No Bias in Christ

No Bias in Christ

Scripture: Galatians 3: 18-29 NLT

18 For if the inheritance could be received by keeping the law, then it would not be the result of accepting God’s promise. But God graciously gave it to Abraham as a promise.

19 Why, then, was the law given? It was given alongside the promise to show people their sins. But the law was designed to last only until the coming of the child who was promised. God gave his law through angels to Moses, who was the mediator between God and the people. 20 Now a mediator is helpful if more than one party must reach an agreement. But God, who is one, did not use a mediator when he gave his promise to Abraham.

21 Is there a conflict, then, between God’s law and God’s promises?[a] Absolutely not! If the law could give us new life, we could be made right with God by obeying it. 22 But the Scriptures declare that we are all prisoners of sin, so we receive God’s promise of freedom only by believing in Jesus Christ.
# # # #
■ **Exercise set**
(1) Could you copy the part of the Galatians passage that opens with the words containing "Scripture: Galatians 3: 18-29" and closes with "as a promise."?
(2) In the records, take the part that opens with the line containing "of the motion" and closes with the line containing "[(877, 135)]". Write out only those lines again, requests included, adding 58 to every coordinate in the answers.

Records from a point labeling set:
# # # #
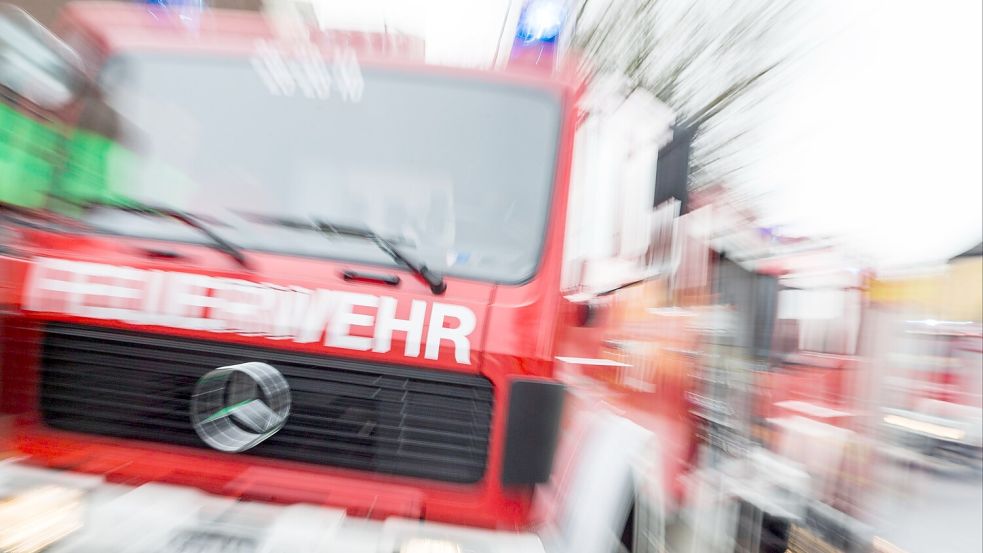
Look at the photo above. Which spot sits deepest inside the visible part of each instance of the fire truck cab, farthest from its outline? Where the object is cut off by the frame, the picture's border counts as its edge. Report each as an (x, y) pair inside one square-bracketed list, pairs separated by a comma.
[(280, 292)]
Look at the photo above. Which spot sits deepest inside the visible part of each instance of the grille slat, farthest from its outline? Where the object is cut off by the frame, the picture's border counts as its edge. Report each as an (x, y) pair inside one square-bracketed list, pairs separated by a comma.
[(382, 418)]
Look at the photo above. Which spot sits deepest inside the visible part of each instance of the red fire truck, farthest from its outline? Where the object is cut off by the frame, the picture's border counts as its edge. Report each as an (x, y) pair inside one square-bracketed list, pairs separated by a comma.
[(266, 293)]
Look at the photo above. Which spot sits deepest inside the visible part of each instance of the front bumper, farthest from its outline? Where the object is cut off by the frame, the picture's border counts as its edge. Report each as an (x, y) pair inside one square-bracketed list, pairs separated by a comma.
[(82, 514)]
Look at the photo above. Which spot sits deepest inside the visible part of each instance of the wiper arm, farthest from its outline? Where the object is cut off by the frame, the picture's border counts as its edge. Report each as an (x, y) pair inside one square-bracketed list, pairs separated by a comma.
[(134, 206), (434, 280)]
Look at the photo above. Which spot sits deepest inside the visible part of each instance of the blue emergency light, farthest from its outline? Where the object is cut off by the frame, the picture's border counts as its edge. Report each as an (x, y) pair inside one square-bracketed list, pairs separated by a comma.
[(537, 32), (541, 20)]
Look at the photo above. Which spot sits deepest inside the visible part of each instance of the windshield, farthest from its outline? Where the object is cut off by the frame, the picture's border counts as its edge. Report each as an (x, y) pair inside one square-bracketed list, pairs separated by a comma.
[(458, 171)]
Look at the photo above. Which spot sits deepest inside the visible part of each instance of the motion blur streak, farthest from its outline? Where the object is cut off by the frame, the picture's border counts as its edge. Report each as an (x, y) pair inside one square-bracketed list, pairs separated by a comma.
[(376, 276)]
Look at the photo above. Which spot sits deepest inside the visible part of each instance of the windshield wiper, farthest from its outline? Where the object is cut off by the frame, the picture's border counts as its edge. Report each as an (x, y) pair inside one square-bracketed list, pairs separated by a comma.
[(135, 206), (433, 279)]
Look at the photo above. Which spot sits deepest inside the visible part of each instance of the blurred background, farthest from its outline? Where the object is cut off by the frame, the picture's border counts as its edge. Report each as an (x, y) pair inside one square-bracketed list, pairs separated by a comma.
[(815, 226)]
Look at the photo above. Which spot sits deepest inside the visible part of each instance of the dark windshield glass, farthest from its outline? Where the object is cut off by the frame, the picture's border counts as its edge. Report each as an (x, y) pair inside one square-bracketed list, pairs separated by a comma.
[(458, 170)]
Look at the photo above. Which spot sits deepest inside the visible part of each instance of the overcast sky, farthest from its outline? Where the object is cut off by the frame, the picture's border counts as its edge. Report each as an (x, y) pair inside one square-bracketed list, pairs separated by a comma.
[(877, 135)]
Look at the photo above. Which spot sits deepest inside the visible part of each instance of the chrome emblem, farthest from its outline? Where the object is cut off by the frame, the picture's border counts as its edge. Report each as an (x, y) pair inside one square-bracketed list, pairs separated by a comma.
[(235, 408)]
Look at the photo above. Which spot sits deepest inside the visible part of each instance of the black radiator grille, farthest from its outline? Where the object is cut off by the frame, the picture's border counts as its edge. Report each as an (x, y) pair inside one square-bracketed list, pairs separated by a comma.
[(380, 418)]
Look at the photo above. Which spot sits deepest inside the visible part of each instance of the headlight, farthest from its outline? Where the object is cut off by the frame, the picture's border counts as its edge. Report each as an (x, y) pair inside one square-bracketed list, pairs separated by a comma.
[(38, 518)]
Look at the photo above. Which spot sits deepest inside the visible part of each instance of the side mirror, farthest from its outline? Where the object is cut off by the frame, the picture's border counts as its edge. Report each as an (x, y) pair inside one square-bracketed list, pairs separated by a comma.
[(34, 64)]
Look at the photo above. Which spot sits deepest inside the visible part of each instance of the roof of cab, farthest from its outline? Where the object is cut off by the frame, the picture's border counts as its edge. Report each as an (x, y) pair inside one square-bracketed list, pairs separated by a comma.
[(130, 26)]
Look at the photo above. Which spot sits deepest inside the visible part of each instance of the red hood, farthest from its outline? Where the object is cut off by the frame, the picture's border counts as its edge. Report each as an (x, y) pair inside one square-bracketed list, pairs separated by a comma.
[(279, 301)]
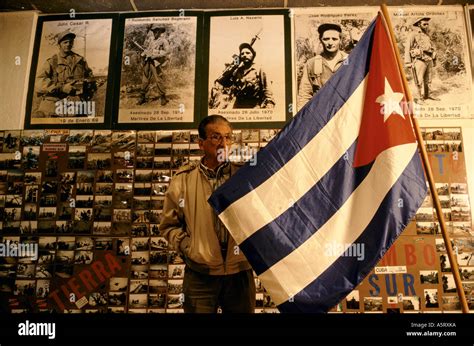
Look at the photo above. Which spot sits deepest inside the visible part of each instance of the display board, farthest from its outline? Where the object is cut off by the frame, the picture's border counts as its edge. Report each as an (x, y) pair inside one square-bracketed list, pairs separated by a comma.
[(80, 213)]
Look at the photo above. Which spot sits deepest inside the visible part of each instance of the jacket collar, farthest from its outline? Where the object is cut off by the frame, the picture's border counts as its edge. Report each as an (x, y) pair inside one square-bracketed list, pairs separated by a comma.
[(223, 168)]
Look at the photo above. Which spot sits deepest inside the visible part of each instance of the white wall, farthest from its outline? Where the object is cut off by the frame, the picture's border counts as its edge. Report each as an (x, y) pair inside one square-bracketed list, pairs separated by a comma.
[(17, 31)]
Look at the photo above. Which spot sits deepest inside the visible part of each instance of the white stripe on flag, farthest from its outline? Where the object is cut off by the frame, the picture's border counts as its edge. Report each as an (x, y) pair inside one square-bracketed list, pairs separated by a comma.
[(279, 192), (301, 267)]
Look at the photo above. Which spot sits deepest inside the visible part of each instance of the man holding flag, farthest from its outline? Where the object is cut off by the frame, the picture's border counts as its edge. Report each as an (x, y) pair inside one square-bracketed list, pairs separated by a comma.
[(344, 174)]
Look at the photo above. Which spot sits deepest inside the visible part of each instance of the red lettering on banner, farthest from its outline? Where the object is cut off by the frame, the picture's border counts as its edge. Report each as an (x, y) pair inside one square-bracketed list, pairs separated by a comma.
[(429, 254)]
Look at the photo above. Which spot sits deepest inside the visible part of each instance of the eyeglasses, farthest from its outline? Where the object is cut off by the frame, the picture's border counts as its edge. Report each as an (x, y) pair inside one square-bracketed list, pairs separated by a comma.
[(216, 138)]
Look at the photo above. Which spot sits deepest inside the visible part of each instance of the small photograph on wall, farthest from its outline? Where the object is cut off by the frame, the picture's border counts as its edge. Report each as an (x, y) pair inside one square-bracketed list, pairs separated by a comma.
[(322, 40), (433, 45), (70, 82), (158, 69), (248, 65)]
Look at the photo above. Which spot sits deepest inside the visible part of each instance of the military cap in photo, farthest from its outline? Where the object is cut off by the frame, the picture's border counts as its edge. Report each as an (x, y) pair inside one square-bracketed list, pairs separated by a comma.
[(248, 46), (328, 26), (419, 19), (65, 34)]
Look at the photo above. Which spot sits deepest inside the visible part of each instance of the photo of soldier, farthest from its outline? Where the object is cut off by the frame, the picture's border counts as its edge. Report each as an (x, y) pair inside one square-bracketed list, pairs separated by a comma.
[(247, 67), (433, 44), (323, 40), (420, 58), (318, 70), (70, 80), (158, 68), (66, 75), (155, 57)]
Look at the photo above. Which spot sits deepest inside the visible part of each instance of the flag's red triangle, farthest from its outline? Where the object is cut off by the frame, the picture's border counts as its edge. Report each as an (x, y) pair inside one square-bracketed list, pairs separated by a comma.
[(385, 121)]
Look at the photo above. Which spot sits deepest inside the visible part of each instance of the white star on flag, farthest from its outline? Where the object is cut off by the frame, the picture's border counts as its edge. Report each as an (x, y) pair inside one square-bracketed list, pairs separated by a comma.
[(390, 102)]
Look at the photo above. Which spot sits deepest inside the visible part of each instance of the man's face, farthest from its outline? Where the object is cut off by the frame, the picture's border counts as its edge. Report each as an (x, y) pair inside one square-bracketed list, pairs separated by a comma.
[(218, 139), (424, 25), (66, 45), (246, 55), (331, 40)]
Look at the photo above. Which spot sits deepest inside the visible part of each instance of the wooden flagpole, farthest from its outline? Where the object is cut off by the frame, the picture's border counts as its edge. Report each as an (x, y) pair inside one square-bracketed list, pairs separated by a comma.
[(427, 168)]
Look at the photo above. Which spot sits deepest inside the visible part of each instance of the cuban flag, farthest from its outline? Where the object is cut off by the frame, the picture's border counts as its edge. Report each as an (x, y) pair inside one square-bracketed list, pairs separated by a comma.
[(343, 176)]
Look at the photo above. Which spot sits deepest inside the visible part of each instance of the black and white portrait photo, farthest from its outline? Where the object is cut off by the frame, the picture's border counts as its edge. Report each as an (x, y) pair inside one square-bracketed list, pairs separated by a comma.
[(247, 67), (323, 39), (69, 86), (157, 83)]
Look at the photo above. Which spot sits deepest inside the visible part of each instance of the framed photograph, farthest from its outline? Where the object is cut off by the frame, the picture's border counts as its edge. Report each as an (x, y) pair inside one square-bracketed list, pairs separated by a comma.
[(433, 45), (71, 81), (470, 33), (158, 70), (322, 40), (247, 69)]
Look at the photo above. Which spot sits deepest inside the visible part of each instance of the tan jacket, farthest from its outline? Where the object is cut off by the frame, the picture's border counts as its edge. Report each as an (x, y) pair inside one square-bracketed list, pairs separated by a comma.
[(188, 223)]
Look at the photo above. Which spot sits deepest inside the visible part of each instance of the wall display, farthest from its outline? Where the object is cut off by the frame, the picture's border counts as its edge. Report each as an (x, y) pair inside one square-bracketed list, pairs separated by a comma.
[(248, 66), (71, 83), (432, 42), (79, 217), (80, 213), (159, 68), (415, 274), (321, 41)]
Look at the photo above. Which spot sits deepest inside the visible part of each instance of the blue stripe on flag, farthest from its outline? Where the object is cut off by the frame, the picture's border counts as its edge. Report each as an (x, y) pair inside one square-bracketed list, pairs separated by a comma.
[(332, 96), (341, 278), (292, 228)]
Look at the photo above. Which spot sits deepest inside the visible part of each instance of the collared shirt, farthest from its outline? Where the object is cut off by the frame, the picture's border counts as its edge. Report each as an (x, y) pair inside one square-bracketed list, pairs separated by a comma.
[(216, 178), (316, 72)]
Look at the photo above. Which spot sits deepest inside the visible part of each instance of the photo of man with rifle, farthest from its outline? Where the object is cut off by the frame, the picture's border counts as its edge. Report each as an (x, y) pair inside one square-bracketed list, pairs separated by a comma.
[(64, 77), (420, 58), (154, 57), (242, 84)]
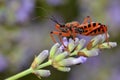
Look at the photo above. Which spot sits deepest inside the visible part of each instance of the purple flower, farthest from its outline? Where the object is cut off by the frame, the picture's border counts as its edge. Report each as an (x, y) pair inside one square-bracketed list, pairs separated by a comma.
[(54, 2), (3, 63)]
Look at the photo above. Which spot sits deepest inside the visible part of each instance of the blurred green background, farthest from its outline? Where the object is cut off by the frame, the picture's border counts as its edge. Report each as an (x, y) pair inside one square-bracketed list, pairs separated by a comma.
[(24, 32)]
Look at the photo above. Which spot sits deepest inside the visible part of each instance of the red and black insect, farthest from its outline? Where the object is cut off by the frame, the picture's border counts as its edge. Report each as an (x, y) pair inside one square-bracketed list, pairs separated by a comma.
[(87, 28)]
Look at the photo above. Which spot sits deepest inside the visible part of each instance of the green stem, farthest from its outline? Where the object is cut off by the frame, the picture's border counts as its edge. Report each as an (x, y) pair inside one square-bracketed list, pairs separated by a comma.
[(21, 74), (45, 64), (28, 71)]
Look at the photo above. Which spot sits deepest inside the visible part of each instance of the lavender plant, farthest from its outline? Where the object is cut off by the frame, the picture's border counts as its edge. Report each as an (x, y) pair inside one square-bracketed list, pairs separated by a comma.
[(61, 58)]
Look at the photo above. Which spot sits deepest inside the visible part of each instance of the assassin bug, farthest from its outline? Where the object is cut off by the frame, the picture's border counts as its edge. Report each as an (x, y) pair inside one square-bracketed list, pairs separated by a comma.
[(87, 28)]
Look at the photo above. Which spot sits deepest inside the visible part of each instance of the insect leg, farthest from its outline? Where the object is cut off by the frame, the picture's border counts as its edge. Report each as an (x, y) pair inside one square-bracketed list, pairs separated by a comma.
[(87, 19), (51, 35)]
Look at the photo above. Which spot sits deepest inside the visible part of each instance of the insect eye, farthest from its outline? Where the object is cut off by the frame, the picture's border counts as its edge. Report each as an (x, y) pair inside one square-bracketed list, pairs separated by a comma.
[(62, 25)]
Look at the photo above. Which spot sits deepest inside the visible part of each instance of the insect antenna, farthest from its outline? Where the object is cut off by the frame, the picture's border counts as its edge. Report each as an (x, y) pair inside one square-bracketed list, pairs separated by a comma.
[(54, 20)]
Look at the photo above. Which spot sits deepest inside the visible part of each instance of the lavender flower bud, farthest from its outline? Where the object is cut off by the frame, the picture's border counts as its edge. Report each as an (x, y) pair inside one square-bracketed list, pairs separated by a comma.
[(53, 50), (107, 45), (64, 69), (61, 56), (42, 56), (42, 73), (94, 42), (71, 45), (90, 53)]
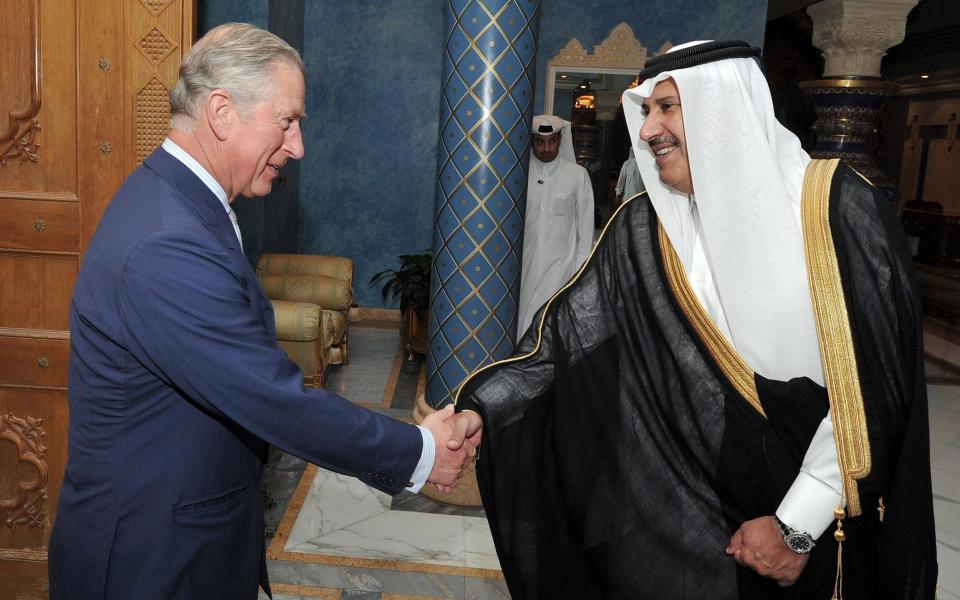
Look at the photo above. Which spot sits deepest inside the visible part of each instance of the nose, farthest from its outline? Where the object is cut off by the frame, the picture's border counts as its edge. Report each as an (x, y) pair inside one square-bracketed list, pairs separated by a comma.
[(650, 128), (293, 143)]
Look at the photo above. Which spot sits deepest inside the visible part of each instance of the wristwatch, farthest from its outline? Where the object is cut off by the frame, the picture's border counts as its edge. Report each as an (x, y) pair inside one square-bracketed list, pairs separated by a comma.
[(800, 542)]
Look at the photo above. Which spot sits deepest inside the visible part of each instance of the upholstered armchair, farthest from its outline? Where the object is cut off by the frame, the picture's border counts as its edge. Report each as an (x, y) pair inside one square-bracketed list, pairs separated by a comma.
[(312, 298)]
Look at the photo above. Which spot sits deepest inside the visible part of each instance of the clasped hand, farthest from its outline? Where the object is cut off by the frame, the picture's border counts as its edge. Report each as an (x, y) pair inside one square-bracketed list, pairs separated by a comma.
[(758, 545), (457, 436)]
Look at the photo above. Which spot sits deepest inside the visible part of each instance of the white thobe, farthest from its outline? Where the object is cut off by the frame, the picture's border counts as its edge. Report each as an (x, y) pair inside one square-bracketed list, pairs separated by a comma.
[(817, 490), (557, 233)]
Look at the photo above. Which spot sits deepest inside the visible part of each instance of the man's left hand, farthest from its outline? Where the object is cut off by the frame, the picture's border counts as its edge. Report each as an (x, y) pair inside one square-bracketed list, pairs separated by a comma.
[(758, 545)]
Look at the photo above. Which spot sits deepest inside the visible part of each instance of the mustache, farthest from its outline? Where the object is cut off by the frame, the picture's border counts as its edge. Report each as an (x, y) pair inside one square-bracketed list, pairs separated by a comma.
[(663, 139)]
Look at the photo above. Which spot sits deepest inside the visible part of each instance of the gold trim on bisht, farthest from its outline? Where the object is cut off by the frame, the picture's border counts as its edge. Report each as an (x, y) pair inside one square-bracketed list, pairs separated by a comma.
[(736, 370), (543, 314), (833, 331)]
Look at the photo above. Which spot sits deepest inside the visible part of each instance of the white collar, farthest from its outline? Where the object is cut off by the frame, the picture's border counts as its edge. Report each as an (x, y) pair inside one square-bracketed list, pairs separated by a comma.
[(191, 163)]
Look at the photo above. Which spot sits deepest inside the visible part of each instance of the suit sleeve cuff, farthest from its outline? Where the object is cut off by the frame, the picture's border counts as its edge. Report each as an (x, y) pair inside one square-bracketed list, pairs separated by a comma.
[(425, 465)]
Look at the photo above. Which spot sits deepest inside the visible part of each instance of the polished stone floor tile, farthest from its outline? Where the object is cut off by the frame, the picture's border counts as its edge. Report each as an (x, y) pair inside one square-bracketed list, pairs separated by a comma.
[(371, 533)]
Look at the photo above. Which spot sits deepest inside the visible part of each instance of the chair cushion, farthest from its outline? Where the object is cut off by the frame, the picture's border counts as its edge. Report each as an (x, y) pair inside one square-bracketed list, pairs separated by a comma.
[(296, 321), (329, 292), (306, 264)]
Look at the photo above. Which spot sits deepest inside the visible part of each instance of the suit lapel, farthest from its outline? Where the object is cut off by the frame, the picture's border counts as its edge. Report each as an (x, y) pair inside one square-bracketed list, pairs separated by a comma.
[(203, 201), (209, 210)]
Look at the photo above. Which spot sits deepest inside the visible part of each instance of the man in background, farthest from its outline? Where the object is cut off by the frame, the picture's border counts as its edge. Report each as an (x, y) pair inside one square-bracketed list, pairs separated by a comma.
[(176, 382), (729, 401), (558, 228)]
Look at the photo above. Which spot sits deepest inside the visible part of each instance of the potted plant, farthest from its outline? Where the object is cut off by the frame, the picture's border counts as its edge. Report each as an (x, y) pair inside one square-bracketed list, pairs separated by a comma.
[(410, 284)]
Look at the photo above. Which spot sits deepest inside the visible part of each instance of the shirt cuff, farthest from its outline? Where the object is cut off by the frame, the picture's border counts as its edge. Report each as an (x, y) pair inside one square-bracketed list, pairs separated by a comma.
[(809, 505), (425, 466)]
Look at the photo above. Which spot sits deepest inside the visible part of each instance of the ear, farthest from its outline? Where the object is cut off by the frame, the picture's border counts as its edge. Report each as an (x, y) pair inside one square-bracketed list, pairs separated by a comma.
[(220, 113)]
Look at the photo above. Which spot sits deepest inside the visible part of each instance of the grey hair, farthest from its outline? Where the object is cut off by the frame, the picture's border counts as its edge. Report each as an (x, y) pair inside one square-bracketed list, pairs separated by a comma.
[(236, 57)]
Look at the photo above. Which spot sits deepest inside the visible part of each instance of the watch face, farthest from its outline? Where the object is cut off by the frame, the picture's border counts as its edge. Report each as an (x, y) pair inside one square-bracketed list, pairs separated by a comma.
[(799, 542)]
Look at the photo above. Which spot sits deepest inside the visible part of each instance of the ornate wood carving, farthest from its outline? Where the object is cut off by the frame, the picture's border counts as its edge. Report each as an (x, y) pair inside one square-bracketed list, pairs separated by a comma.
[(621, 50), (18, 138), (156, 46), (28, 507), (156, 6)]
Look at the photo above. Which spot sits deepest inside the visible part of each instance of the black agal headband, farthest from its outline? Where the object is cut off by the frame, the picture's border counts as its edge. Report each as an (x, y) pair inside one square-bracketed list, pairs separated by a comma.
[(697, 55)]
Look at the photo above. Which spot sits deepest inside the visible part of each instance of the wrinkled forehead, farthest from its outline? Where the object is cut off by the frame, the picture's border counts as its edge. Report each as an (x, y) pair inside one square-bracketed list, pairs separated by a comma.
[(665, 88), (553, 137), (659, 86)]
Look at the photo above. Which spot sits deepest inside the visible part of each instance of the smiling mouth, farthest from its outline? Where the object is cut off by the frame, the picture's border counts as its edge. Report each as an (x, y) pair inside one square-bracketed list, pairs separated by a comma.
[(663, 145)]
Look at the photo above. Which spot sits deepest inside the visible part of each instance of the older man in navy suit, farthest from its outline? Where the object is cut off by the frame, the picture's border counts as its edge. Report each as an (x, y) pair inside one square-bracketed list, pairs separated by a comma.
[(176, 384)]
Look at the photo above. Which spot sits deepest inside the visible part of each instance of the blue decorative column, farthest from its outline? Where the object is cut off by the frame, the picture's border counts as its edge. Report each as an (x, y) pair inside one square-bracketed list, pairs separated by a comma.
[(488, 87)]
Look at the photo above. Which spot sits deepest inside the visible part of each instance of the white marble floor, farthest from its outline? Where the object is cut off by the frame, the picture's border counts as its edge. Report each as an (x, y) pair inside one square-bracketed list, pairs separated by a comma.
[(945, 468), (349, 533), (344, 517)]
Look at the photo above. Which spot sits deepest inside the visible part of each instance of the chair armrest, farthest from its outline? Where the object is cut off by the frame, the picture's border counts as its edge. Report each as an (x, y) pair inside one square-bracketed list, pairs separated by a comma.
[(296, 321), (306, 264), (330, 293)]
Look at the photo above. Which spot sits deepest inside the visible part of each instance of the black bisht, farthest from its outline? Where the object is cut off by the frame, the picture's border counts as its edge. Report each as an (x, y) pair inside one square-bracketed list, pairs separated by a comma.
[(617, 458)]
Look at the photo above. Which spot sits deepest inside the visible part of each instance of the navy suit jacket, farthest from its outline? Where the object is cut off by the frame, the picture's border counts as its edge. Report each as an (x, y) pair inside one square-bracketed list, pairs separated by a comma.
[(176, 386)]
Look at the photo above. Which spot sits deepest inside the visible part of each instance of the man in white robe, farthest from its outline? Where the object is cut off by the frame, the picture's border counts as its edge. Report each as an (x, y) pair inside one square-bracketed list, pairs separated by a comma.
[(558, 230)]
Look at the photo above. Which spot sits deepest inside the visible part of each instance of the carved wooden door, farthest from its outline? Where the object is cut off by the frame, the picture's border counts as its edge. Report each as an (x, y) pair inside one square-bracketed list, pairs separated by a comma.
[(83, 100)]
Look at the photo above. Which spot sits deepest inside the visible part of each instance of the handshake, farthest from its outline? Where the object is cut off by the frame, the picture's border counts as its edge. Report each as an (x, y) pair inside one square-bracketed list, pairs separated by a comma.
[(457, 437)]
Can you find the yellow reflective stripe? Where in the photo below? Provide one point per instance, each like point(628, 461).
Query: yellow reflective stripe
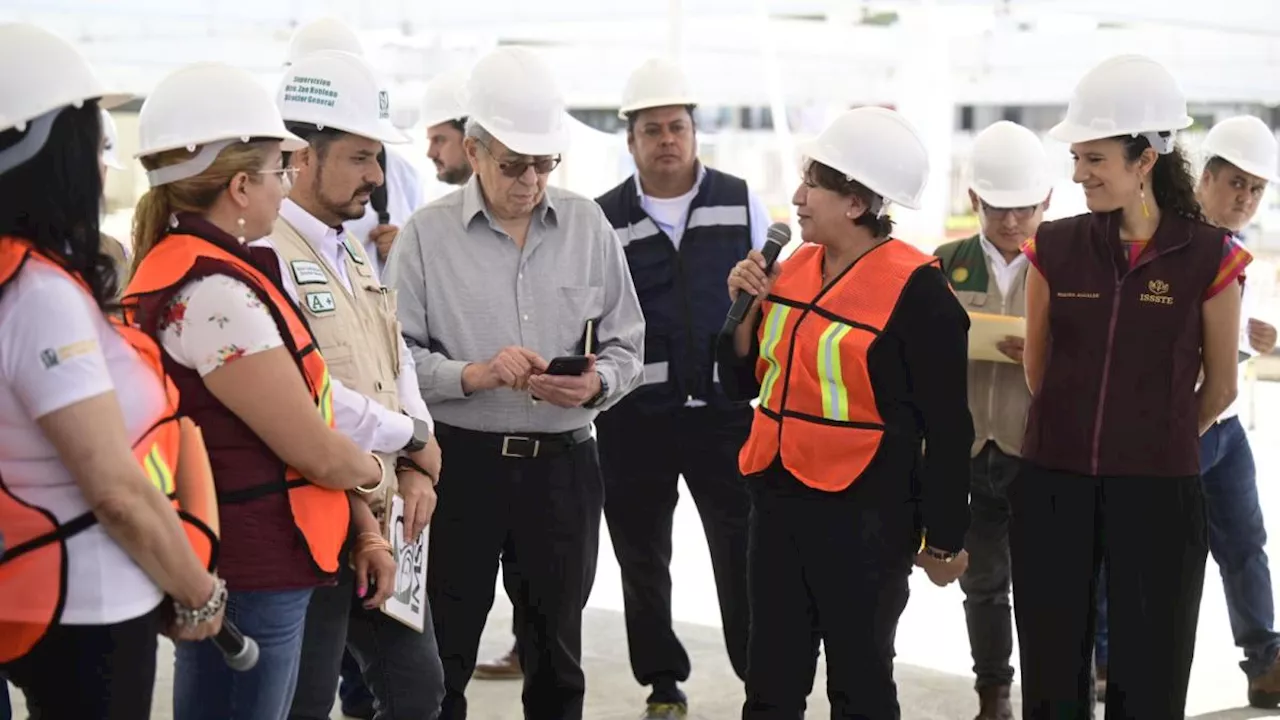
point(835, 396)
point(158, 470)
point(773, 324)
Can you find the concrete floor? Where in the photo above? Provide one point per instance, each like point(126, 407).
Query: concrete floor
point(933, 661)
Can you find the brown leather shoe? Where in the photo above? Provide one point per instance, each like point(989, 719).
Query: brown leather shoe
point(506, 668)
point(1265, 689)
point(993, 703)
# # # #
■ **Responses in order**
(1)
Scripture: Galatians 3: 18-29 NLT

18 For if the inheritance could be received by keeping the law, then it would not be the result of accepting God’s promise. But God graciously gave it to Abraham as a promise.

(2)
Look at the photo above. Which spot sits deepest inside the visible part of each instance of the motion blur streak, farthest from its outline? Where the object is cut off by the frame, the picture's border counts as its edge. Report each as an (x, y) pair inside one square-bracketed list, pairs separated by a comma.
[(434, 334)]
Look at the photo above. Which spot sits deepest inside the visible part of each instance of the windshield wiper, farthest from its outline? Where the object is cut off by the frame, the picture's border counts as its edge. Report each as an (x, y) pair inside one square-bracketed list, pairs separated by a comma.
[(193, 264), (491, 337)]
Look at the photo above. Which spot sits deepest inside the visible part of each instance of the blurred background, farthest from its outline? Where the object is cut off by the frame, the picture's border counts as its edge. Report each as an (x, y) pair inside one square-bracketed list, pairs separated by a comma.
[(873, 284)]
Look at the photo above. Which spot sits deepest inside the visible part of each instance of the dark windshield glass, farthest from its outline? Where the object is cut off by the frame, the picture's border counts as its edge. Report each as an (x, y) pair inside one square-bracketed list, pairs separated by a comma.
[(516, 228)]
Look at the photo above. Which spot sits deepest inside the visible part of each instance of the overcast sky, farthest from its outline? Where the object is cut off by the frame, the picture's border counts as its edge. Report each as an (x, y) pair inside one square-bracketed list, pairs separated by a comma.
[(935, 193)]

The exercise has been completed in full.